Page text Block Start

Britain faces ‘longest’ strike in health system’s history

LONDON: (HRNW) Britain’s state-funded health care service is facing what is being described as its longest-ever strike as tens of thousands of doctors in England launched a five-day walkout over pay on Thursday.
So-called junior doctors, those who are at the early stages of their careers in the National Health Service in the years after medical school, started their latest strike at 7 a.m., with many of them making their case for a 35 percent pay rise in picket lines outside hospitals across England.
The British Medical Association, the doctors’ union, has asked for a 35 percent pay rise to bring junior doctors’ pay back to 2008 levels once inflation is taken into account. Meanwhile, the workload of England’s 75,000 or so junior doctors has swelled as patient waiting lists for treatment are at record highs in the wake of the coronavirus pandemic.
“Today marks the start of the longest single walkout by doctors in the NHS’s history, but this is still not a record that needs to go into the history books,” said BMA leaders Dr. Robert Laurenson and Dr. Vivek Trivedi.
They urged the British government, which oversees health policy in England, to drop its “nonsensical precondition” of not negotiating while strikes are in progress.
The government, which is facing an array of strikes by public workers across many sectors, is standing firm to its position that it won’t negotiate while the strikes are taking place.
“This five-day walkout by junior doctors will have an impact on thousands of patients, put patient safety at risk and hamper efforts to cut NHS waiting lists,” said Health Secretary Steve Barclay. “A pay demand of 35 percent or more is unreasonable and risks fueling inflation, which makes everyone poorer.”

Page text Block End

Study questions »
A – List every person the strike article names.
B – Reproduce the stretch of the strike article from "The government, which" through "are taking place.".
C – According to the strike article, why has the British Medical Association asked for a 35 percent pay rise for junior doctors?

Extracted material Block Start

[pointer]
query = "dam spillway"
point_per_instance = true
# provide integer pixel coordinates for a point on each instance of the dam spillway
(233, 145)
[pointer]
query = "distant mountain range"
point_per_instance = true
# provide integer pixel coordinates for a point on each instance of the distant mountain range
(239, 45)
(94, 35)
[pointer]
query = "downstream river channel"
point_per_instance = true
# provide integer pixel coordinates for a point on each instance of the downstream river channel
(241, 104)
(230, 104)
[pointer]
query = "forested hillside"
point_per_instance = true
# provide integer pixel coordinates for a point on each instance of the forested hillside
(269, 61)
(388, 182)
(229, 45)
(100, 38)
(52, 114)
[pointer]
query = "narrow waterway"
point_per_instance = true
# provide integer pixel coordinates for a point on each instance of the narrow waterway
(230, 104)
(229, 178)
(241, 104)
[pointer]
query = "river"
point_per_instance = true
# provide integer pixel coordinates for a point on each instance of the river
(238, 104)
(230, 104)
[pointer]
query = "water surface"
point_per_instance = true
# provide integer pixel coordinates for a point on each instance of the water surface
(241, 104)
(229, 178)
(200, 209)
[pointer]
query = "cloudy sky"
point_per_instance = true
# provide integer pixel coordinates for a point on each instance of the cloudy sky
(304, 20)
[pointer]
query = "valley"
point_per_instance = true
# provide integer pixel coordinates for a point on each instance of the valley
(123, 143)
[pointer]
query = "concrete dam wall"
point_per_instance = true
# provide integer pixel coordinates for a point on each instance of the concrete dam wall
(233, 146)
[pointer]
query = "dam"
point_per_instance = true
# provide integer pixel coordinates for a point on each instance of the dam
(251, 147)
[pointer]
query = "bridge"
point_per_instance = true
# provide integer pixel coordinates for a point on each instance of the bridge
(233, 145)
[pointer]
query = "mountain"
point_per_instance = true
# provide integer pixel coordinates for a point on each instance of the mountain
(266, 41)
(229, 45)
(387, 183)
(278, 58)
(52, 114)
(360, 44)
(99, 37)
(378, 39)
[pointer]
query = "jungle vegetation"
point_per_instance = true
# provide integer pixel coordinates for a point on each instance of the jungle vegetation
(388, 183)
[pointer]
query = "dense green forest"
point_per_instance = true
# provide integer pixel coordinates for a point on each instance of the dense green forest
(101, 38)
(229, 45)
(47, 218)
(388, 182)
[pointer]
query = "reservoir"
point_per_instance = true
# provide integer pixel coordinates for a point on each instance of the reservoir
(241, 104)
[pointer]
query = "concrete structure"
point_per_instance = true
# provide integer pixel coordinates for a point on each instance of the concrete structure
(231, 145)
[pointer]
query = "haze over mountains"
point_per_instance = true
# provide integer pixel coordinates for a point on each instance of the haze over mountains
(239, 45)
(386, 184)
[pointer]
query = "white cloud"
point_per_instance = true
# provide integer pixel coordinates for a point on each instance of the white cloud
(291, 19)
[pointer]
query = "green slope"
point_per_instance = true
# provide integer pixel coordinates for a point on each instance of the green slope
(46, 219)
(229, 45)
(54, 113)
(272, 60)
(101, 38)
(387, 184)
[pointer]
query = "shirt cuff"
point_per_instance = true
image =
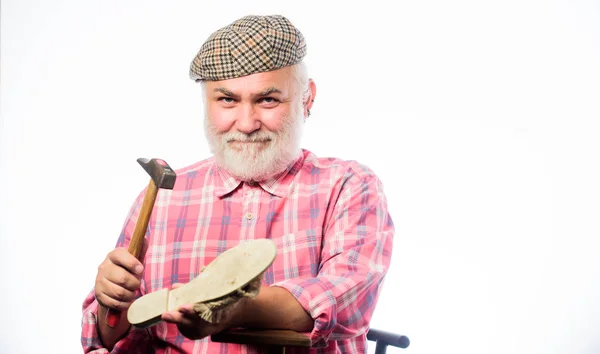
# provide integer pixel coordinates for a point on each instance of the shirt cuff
(319, 302)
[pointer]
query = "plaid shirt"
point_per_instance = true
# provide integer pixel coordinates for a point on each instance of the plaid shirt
(328, 218)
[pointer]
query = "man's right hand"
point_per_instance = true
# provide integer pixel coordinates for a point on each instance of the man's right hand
(118, 279)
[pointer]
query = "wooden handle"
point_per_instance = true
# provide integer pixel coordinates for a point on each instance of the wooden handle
(137, 239)
(136, 244)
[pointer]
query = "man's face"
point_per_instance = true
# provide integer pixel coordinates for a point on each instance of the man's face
(254, 123)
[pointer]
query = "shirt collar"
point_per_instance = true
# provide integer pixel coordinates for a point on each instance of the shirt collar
(277, 185)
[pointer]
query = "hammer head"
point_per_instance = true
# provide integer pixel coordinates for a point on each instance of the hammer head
(160, 172)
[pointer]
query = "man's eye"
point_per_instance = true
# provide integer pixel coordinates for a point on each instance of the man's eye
(268, 100)
(225, 99)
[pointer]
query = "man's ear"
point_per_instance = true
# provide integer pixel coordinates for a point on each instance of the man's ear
(310, 100)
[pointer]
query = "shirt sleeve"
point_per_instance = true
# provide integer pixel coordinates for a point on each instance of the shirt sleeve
(356, 253)
(135, 340)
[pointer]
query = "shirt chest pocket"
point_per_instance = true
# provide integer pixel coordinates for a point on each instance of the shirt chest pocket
(298, 254)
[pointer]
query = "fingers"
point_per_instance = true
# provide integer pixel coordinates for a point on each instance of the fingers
(116, 281)
(122, 258)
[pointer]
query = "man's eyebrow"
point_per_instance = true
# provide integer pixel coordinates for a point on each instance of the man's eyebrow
(269, 91)
(225, 91)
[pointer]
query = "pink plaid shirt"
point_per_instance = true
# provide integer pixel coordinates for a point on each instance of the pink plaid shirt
(328, 218)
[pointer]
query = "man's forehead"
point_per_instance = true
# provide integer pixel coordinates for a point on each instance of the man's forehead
(277, 81)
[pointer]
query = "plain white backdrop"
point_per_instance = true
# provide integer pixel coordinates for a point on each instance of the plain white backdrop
(480, 117)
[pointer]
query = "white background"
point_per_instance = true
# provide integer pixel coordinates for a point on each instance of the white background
(481, 118)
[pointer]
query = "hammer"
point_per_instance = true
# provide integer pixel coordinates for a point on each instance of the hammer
(161, 176)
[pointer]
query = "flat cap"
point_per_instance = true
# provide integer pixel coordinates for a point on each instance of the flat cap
(247, 46)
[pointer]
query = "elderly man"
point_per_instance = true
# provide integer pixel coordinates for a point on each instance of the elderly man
(328, 217)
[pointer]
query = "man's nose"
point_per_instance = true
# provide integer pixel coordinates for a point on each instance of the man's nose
(247, 121)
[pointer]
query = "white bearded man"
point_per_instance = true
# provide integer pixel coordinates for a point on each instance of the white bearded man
(327, 217)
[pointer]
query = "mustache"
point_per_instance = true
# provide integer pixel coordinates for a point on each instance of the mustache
(258, 136)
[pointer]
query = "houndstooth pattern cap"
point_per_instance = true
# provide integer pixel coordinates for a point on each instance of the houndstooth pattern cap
(247, 46)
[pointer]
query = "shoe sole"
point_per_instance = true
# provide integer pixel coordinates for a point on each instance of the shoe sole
(231, 270)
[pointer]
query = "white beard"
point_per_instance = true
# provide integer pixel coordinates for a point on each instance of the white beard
(256, 162)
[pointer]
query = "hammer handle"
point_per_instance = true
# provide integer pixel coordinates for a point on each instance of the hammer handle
(136, 243)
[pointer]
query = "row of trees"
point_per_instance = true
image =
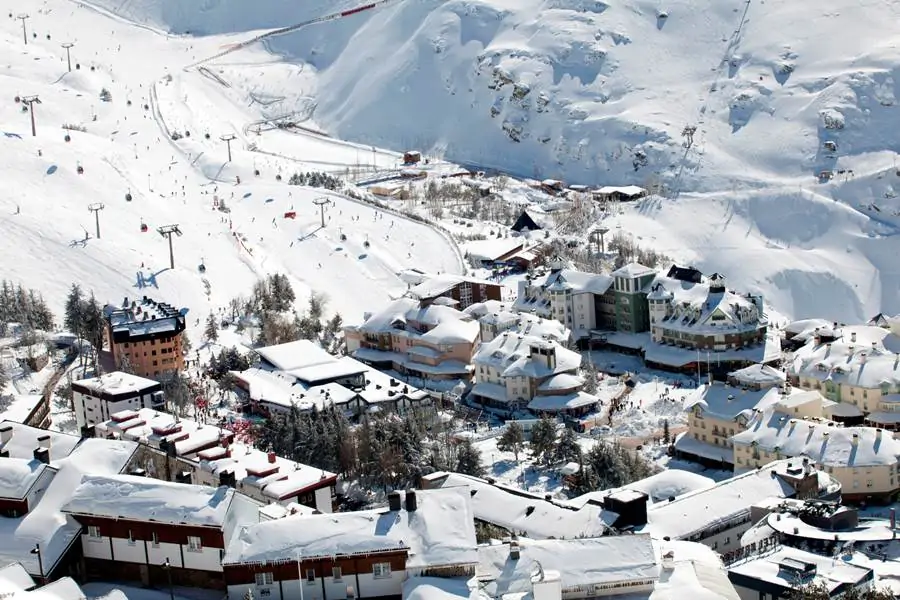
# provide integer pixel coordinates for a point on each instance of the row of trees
(24, 306)
(606, 465)
(271, 307)
(84, 318)
(388, 451)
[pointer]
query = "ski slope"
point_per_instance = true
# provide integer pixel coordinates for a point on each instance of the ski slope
(49, 239)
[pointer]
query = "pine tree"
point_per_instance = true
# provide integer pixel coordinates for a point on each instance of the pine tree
(468, 459)
(543, 437)
(567, 448)
(512, 440)
(589, 372)
(212, 331)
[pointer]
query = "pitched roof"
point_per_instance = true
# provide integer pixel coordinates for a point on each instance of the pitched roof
(440, 532)
(144, 499)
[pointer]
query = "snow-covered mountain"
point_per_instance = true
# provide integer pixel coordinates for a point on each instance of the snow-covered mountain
(775, 93)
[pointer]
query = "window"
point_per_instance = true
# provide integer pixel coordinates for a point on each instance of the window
(381, 570)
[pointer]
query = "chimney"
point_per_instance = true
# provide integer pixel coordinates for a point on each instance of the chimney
(546, 585)
(5, 434)
(42, 455)
(412, 502)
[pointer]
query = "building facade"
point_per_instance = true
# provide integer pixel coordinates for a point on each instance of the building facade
(97, 399)
(162, 529)
(145, 337)
(704, 316)
(425, 339)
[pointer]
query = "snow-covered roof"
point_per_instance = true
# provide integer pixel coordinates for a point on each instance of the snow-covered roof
(580, 562)
(625, 190)
(18, 475)
(440, 532)
(406, 316)
(25, 439)
(510, 354)
(829, 445)
(145, 499)
(339, 368)
(528, 514)
(441, 284)
(560, 402)
(152, 426)
(861, 356)
(45, 524)
(277, 477)
(700, 308)
(117, 383)
(758, 374)
(666, 484)
(492, 249)
(689, 514)
(577, 281)
(14, 578)
(439, 588)
(829, 572)
(632, 270)
(726, 402)
(295, 355)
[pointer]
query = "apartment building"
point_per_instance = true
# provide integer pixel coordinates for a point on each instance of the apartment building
(265, 477)
(857, 365)
(464, 290)
(426, 339)
(145, 337)
(96, 399)
(515, 371)
(147, 530)
(365, 554)
(704, 315)
(863, 459)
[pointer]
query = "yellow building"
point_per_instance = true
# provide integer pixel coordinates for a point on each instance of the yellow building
(863, 459)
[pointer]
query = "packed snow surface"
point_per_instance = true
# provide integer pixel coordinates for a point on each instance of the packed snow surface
(768, 124)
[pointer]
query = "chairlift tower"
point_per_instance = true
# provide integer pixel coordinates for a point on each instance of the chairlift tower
(23, 17)
(167, 231)
(31, 101)
(228, 138)
(322, 202)
(68, 46)
(96, 208)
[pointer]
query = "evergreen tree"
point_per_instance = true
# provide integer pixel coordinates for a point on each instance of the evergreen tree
(212, 331)
(74, 318)
(589, 372)
(567, 448)
(543, 438)
(468, 459)
(512, 440)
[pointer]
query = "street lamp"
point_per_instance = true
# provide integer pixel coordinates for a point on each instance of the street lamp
(168, 568)
(37, 550)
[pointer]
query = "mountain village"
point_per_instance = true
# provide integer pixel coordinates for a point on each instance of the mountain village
(294, 367)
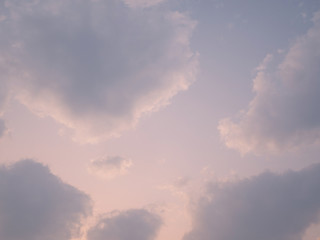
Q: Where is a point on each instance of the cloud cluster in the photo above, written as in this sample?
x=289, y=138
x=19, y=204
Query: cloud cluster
x=135, y=224
x=285, y=111
x=95, y=66
x=110, y=166
x=264, y=207
x=36, y=205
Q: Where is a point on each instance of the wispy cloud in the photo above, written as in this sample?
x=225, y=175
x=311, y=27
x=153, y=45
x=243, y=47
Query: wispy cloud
x=285, y=111
x=95, y=66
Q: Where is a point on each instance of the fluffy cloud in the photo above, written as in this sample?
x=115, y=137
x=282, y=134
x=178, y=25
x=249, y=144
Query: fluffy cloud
x=95, y=66
x=267, y=206
x=36, y=205
x=136, y=224
x=110, y=166
x=285, y=111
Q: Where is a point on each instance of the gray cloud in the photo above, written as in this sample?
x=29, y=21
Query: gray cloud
x=2, y=127
x=285, y=111
x=3, y=98
x=36, y=205
x=96, y=66
x=267, y=206
x=142, y=3
x=135, y=224
x=110, y=166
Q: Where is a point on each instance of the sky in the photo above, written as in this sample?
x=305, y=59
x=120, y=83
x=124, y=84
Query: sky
x=159, y=120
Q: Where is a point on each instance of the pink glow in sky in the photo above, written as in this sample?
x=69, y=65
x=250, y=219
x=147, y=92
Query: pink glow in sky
x=159, y=120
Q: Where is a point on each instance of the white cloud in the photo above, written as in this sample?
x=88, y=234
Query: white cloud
x=110, y=166
x=134, y=224
x=285, y=111
x=264, y=207
x=36, y=205
x=96, y=66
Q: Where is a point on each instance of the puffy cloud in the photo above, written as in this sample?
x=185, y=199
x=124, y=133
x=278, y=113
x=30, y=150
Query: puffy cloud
x=285, y=111
x=267, y=206
x=96, y=66
x=135, y=224
x=36, y=205
x=110, y=166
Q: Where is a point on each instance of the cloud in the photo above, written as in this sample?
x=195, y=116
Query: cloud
x=96, y=66
x=285, y=111
x=142, y=3
x=110, y=166
x=36, y=205
x=135, y=224
x=3, y=99
x=264, y=207
x=2, y=127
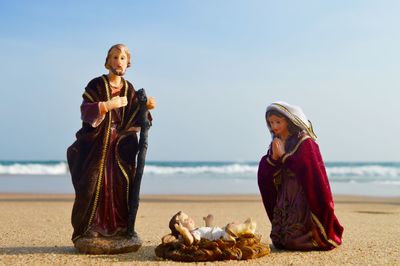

Extracted material Block End

Activity answers »
A –
Dr. Robert Laurenson
Dr. Vivek Trivedi
Steve Barclay

B –
The government, which is facing an array of strikes by public workers across many sectors, is standing firm to its position that it won’t negotiate while the strikes are taking place.

C – The union wants the rise to bring junior doctors' pay back to 2008 levels once inflation is taken into account.